Andere Vorwürfe, die man oft von konservativen Arbeitnehmervertretern hört, bleiben allerdings immer noch bestehen, z.B. dass das BGE als Stilllegungsprämie zu verstehen sei oder dass es eine Geringschätzung der Erwerbsarbeit zum Ausdruck bringe. Diese Kritikpunkte beruhen allerdings auf Missverständnissen, sind also leichter zu widerlegen. Das BGE ist ganz im Gegenteil eine aktivierende Grundlage für ein tätiges Leben in Freiheit. Ebenso gehört zu der neu gewonnen Freiheit, dass Erwerbsarbeit für alle ermöglicht wird, die danach streben. Das schuldet die Gesellschaft nicht nur ihren einzelnen Mitgliedern, sondern sie braucht es auch selber. Schließlich ist doch die entlohnte Arbeit die wichtigste Finanzierungsgrundlage für das Grundeinkommen – jedenfalls noch auf lange Zeit.

◆ **Aufgabenstellung**: Schreibe bitte aus dem Textauszug alles von „Andere Vorwürfe, die“ bis hinunter zu „auf lange Zeit.“ wortgetreu ab.

◆ **Auflistung**:
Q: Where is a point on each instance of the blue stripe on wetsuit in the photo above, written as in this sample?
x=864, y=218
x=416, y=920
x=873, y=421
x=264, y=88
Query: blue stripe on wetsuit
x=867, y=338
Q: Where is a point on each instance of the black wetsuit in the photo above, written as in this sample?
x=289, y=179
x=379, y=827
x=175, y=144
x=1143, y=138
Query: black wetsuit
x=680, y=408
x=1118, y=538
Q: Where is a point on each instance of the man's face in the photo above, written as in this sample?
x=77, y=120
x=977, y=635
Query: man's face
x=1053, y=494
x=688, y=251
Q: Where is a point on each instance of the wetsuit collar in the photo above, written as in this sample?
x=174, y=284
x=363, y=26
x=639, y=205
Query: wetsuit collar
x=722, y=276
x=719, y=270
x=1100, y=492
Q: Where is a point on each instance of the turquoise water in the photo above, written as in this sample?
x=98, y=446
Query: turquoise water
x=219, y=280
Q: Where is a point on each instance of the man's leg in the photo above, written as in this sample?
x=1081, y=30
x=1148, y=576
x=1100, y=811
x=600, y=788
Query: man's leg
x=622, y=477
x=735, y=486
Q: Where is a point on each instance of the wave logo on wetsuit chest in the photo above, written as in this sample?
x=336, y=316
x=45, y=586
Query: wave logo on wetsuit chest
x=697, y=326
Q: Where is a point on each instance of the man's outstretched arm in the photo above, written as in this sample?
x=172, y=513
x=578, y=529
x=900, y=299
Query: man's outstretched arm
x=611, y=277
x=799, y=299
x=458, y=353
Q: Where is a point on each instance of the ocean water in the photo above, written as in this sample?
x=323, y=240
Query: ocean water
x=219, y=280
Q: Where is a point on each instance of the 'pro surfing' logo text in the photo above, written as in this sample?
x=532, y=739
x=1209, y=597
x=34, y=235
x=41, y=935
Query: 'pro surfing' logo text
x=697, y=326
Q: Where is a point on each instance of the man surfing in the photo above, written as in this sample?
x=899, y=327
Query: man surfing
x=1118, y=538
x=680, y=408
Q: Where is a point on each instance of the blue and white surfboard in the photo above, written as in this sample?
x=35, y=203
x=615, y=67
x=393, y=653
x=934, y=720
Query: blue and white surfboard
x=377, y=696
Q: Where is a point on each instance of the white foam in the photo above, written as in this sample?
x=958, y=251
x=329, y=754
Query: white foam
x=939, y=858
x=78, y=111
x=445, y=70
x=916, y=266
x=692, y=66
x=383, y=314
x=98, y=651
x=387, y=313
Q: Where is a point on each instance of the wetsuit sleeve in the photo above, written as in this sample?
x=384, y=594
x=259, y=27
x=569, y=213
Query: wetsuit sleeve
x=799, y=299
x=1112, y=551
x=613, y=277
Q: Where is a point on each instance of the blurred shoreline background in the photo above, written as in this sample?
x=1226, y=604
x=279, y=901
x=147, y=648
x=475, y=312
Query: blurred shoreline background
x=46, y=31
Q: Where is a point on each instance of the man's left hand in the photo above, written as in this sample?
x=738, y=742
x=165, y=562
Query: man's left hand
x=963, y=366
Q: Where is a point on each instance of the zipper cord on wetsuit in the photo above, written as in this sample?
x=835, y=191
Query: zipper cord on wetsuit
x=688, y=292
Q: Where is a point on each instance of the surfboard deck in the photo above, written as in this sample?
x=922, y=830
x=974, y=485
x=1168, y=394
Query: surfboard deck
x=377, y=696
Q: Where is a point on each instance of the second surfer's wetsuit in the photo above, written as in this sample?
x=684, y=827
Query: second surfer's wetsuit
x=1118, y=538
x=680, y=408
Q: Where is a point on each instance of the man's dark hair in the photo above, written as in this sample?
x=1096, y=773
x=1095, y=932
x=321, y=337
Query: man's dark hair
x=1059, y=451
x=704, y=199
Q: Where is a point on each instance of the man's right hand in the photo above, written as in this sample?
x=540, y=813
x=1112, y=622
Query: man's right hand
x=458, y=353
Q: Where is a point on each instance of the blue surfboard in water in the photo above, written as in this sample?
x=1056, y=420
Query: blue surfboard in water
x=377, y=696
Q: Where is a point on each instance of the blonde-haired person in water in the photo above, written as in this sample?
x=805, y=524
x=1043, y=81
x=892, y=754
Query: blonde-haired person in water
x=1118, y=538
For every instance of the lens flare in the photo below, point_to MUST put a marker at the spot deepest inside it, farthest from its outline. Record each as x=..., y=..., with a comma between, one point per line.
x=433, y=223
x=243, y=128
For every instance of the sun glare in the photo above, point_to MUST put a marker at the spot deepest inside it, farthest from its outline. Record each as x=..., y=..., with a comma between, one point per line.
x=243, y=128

◆ **Ergebnis**:
Andere Vorwürfe, die man oft von konservativen Arbeitnehmervertretern hört, bleiben allerdings immer noch bestehen, z.B. dass das BGE als Stilllegungsprämie zu verstehen sei oder dass es eine Geringschätzung der Erwerbsarbeit zum Ausdruck bringe. Diese Kritikpunkte beruhen allerdings auf Missverständnissen, sind also leichter zu widerlegen. Das BGE ist ganz im Gegenteil eine aktivierende Grundlage für ein tätiges Leben in Freiheit. Ebenso gehört zu der neu gewonnen Freiheit, dass Erwerbsarbeit für alle ermöglicht wird, die danach streben. Das schuldet die Gesellschaft nicht nur ihren einzelnen Mitgliedern, sondern sie braucht es auch selber. Schließlich ist doch die entlohnte Arbeit die wichtigste Finanzierungsgrundlage für das Grundeinkommen – jedenfalls noch auf lange Zeit.